--- BEGIN EXCERPT ---
Despite Simmons’s continued insistence
that he had to approve trades as a fiscal
duty to the Board, the Investment Policy
is clear that it is Gotsch as chief
fiscal officer, and not Simmons, who has
ultimate investment authority. Gotsch was
perfectly within his rights to determine
that Simmons’s approval of individual
trades was both unnecessary and wasteful,
delaying the timely execution of trades
and distracting Simmons from the broader
policy and strategic goals the Board
wanted its treasurer to implement.

  The only evidence Simmons has offered to
contest the Board’s accusation is his own
affidavit. Simmons claims that he did
comply with the April 8 memo by
thereafter taking a hands-off approach to
trading. But it is unclear why this
affidavit, standing alone, should
persuade a trier of fact that Gotsch’s
version of events, supported by Vallas,
Burbridge, and Gilchrist, is unworthy of
belief. And it is worth recalling that
what matters is Gotsch’s confidence that
Simmons would follow the more supervisory
policy Gotsch envisioned: it does not
matter if Simmons himself knew that he
meant to toe the line in the future, if
Gotsch genuinely believed he would not.
See Olsen v. Marshall & Ilsley Corp., 267
F.3d 597, 602 (7th Cir. 2001) (issue is
not whether employer’s evaluation of
employee was correct but whether it was
honestly believed). Simmons also notes
that neither Gotsch nor Burbridge
responded to his reply memo, which he
characterizes as a request for
clarification. Gotsch and Burbridge may
not have seen it as such, however; the
reply states only that Simmons understood
the Board Investment Policy and knew that
he was not to require prior approval of
trades. It is unclear what in these
statements was intended to serve as a
request for clarification. On the other
hand, the memo expresses Simmons’s strong
disagreement with Gotsch’s interpretation
of the policy, which may have further
weakened his supervisors’ confidence that
Simmons would do as they wished.
--- END EXCERPT ---
LIST OF TASKS>
A. Name every person who appears in the court-opinion excerpt about Simmons and Gotsch, excluding the parties to the case it cites.
B. Carry on the court opinion about Simmons's dispute with Gotsch, beginning immediately after its final sentence.
--- BEGIN DATASET EXCERPTS ---
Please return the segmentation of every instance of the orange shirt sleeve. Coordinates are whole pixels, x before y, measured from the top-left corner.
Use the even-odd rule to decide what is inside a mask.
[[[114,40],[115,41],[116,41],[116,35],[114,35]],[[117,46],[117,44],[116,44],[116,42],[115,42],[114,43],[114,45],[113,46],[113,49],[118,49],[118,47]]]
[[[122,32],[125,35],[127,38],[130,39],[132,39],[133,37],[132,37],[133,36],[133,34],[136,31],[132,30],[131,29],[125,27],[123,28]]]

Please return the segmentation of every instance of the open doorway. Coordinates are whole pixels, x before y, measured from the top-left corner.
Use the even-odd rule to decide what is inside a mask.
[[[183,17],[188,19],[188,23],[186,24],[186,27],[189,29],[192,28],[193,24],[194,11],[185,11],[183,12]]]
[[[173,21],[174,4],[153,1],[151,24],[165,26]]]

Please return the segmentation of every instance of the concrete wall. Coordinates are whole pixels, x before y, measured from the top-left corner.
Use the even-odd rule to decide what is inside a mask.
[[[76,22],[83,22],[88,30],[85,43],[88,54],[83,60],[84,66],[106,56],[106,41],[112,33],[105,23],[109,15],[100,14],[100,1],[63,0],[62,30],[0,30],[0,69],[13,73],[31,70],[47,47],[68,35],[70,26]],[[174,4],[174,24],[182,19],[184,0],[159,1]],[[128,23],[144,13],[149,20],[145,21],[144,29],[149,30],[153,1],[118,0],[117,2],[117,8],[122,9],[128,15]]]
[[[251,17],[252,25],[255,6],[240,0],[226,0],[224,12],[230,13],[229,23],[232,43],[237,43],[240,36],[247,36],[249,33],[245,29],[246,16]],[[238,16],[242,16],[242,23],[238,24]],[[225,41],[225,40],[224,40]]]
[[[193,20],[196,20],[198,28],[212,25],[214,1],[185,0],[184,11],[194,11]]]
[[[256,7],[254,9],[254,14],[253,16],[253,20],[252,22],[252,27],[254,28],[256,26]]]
--- END DATASET EXCERPTS ---
RESPONSES PER TASK>
A. Simmons, Gotsch, Vallas, Burbridge, Gilchrist

B.
  Simmons’s admitted prior policy of
micromanagement, which slowed down Board
trades and risked significant monetary
loss, combined with the tone of the
memorandum itself and Simmons’s later
deposition testimony that he felt he was
ultimately responsible to the Board (as
opposed to Gotsch) for his trading and
investment decisions amount to strong
evidence on the Board’s side of a
nondiscriminatory reason why Gotsch might
have removed him from the treasurer
position. On the other hand, Simmons has
produced no written documentation or
testimony from other Treasury employees
to cast any doubt on the Board’s charges,
and the tone of his reply memo, which
argued among other things that his
controls were necessary to prevent
bankruptcy, causes us to question exactly
what Simmons means by a "hands off
approach." Under these circumstances, he
has shown no evidence of pretext, and the
district court’s grant of summary
judgment to the Board was proper.

III

  Simmons also contends that the Board
violated his civil rights under 42 U.S.C.
sec. 1983 because it demoted him in
retaliation for his run for alderman. A
municipal agency such as the Board can be
liable under sec. 1983 for violating a
person’s civil rights through: (1) an
express municipal policy; (2) a
widespread practice constituting custom
or usage; or (3) a constitutional injury
caused or ratified by a person with final
policymaking authority. Kujawski v. Board
of Commissioners, 183 F.3d 734, 737 (7th
Cir. 1999); City of St. Louis v.
Praprotnik, 485 U.S. 112, 127 (1988)
(opinion of O’Connor, J.). However,
liability requires more than the fact
that a low level supervisor took some
action that was not later reversed by a
policymaker. Compare Praprotnik, 485 U.S.
at 130. One way or another, the policy
must be shown to be that of the
municipality itself. See McMillian v.
Monroe County, 520 U.S. 781, 784 (1997);
Gernetzke v. Kenosha Unified Sch. Dist.
No. 1, 274 F.3d 464, 468 (7th Cir. 2001).
In this case, the parties agree that
final policymaking authority rested with
Vallas. See 105 ILCS 5/34-3.3. The
district court concluded that the
undisputed evidence showed that Vallas
neither caused nor ratified the decision
to demote Simmons.

  This case differs somewhat from the
typical ratification fact pattern.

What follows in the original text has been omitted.